▸ **Dataset rows on where objects appear**:
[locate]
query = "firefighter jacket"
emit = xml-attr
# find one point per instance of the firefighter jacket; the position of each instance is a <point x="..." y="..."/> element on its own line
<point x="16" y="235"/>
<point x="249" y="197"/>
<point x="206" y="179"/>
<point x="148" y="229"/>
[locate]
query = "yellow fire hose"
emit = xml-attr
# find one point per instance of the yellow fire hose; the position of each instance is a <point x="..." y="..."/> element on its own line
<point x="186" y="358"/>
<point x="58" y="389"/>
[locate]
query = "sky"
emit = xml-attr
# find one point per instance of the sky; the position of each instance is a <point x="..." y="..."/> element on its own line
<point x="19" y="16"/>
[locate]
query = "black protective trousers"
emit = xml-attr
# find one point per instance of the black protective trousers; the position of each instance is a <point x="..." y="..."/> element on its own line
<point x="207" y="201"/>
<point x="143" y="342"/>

▸ **Exercise task**: Every record above should be output exactly.

▸ **Written answer**:
[locate]
query = "firefighter jacket"
emit = xml-attr
# find one point per instance of the firefighter jacket; the position of each instance is a <point x="..." y="..."/> element on its own line
<point x="16" y="235"/>
<point x="249" y="197"/>
<point x="206" y="179"/>
<point x="148" y="229"/>
[locate]
query = "yellow fire hose"
emit = xml-attr
# find one point per instance of the yellow fire hose; the position of each instance is a <point x="..." y="..."/> element on its own line
<point x="186" y="358"/>
<point x="58" y="389"/>
[locate]
query = "sky"
emit = xml-attr
# find one point per instance of the sky; the position of each instance is a <point x="..." y="..."/> element on its own line
<point x="19" y="16"/>
[locate]
query = "black protective trousers"
emit = xml-attr
# find one point per instance of the black protective trousers; the position of each instance is a <point x="..." y="..."/> element on its own line
<point x="207" y="201"/>
<point x="143" y="342"/>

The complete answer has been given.